-- Begin --
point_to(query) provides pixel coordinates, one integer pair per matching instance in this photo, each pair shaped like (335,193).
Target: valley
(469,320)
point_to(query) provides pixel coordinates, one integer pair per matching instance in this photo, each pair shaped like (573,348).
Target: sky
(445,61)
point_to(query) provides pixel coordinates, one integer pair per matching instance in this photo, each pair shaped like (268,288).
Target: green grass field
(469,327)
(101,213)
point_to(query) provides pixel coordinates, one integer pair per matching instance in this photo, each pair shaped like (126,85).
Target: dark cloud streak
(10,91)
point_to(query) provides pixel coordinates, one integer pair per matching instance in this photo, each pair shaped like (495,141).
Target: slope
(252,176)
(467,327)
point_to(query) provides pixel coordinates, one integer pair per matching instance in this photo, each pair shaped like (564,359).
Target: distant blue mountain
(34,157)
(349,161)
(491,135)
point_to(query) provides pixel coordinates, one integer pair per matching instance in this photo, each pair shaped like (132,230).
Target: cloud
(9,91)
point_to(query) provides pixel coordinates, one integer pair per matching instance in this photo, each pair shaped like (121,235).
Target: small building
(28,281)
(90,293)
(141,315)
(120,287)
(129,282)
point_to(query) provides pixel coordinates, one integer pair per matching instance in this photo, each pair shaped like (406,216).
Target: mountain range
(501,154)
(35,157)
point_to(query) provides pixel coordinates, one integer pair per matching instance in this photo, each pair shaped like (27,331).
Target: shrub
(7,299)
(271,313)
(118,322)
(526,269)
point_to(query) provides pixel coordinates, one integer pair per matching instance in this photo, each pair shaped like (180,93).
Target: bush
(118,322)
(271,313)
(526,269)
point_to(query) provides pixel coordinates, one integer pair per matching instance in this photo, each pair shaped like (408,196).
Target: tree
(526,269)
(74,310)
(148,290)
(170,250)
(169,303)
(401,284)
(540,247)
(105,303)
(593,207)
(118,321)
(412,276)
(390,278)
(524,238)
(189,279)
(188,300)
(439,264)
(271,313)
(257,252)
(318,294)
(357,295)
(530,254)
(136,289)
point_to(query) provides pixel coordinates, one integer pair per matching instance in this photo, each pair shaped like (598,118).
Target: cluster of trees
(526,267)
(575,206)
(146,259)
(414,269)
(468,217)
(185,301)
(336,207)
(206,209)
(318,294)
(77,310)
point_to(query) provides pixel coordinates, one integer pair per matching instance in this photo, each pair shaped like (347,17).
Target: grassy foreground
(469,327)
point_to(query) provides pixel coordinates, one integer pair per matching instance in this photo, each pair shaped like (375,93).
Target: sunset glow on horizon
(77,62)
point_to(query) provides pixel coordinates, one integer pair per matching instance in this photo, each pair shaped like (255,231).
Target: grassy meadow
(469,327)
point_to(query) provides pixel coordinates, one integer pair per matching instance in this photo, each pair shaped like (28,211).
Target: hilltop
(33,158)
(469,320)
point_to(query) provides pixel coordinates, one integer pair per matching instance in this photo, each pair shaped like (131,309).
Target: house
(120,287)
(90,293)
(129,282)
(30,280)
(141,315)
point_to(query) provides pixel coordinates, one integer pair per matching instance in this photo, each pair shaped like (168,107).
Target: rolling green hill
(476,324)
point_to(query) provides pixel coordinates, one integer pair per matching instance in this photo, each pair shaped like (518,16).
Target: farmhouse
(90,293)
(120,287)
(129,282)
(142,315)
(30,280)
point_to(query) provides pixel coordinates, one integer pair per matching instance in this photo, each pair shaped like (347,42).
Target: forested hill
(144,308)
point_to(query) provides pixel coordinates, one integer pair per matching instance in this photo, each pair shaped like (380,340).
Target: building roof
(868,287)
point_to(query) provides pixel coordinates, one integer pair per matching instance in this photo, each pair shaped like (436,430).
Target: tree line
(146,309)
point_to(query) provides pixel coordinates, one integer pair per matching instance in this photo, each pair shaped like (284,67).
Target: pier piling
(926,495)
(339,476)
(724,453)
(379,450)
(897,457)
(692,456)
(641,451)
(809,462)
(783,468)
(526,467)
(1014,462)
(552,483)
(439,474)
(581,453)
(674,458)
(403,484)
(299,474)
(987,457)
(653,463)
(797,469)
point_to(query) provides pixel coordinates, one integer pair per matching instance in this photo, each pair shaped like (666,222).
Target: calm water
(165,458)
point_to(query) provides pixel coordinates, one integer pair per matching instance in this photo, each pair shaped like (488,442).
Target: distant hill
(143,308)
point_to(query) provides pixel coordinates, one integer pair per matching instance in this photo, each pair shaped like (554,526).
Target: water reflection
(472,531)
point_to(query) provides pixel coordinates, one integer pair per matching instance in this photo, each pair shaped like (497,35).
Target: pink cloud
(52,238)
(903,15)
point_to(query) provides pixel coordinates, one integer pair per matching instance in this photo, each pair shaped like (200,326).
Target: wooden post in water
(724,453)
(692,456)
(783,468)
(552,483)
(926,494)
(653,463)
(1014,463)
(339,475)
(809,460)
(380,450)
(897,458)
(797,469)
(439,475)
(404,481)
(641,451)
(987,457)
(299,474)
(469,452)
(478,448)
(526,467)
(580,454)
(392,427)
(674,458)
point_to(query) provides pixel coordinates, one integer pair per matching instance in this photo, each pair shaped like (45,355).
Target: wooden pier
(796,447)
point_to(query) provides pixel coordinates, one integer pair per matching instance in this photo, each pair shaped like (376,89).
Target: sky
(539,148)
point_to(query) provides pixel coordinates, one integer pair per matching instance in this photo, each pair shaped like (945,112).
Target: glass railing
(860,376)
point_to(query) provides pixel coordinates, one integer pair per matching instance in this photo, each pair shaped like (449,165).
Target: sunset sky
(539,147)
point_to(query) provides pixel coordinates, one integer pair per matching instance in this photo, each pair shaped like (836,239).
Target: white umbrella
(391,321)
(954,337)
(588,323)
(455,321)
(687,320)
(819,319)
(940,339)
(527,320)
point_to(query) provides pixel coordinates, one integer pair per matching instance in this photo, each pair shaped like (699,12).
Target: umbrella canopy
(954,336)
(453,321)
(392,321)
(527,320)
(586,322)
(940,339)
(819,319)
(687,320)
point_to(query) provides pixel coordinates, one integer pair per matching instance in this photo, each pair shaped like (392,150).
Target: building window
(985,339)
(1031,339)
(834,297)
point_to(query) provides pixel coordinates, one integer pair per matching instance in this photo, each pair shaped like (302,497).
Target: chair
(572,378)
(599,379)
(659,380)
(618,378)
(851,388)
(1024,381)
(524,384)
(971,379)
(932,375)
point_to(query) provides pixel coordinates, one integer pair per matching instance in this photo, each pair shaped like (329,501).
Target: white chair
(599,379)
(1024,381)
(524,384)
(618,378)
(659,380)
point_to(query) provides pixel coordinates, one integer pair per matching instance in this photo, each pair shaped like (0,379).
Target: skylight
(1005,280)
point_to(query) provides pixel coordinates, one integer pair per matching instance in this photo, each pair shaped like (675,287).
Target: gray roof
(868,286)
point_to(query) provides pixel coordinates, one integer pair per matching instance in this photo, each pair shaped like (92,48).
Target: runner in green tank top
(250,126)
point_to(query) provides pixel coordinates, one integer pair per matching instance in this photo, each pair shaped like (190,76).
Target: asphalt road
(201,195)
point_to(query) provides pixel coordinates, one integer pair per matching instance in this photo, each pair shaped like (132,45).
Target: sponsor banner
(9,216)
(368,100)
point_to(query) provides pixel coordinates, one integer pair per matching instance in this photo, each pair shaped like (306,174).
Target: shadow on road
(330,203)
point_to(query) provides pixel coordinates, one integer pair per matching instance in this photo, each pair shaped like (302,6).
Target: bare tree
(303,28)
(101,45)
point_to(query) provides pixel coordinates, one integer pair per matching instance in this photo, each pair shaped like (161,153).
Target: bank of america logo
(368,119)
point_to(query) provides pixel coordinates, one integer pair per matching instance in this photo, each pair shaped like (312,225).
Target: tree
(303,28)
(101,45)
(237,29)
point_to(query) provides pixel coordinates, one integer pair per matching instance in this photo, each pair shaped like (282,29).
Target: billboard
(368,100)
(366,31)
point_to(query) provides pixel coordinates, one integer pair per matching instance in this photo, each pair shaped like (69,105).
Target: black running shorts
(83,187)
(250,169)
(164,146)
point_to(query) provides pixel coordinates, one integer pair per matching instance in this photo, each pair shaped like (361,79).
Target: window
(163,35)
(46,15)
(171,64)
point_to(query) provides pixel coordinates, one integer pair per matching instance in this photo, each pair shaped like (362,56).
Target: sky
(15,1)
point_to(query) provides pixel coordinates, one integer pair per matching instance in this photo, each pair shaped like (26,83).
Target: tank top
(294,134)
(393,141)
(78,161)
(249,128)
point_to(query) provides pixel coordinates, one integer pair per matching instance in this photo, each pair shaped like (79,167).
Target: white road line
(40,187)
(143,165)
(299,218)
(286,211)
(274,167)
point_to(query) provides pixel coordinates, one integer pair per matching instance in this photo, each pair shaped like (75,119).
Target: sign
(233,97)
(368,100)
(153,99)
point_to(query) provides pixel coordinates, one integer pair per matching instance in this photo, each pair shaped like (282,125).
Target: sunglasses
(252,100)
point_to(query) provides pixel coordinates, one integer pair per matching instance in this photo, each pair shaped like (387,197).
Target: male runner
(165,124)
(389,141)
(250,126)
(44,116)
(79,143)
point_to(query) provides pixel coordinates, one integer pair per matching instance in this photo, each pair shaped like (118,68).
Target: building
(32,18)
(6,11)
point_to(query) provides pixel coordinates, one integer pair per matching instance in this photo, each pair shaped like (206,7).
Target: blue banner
-- End --
Output as a JSON list of strings the part of the material that opens with the line containing "shaped like (387,197)." and runs through the end of the material, one string per line and blank lines left out.

### Solved problem
[
  "point_to(query) provides pixel coordinates, one integer pair per matching instance in this photo, each pair shaped like (387,197).",
  "Target: male runner",
  "(165,124)",
  "(389,141)",
  "(250,126)",
  "(44,116)",
  "(79,143)",
  "point_to(query) provides pixel coordinates, one integer pair per matching instance in this photo, each pair shaped like (118,68).",
  "Target: building",
  "(32,18)",
  "(6,11)",
  "point_to(query) provides pixel coordinates, one integer pair per matching instance in this photo, each pair shaped like (206,7).",
  "Target: blue banner"
]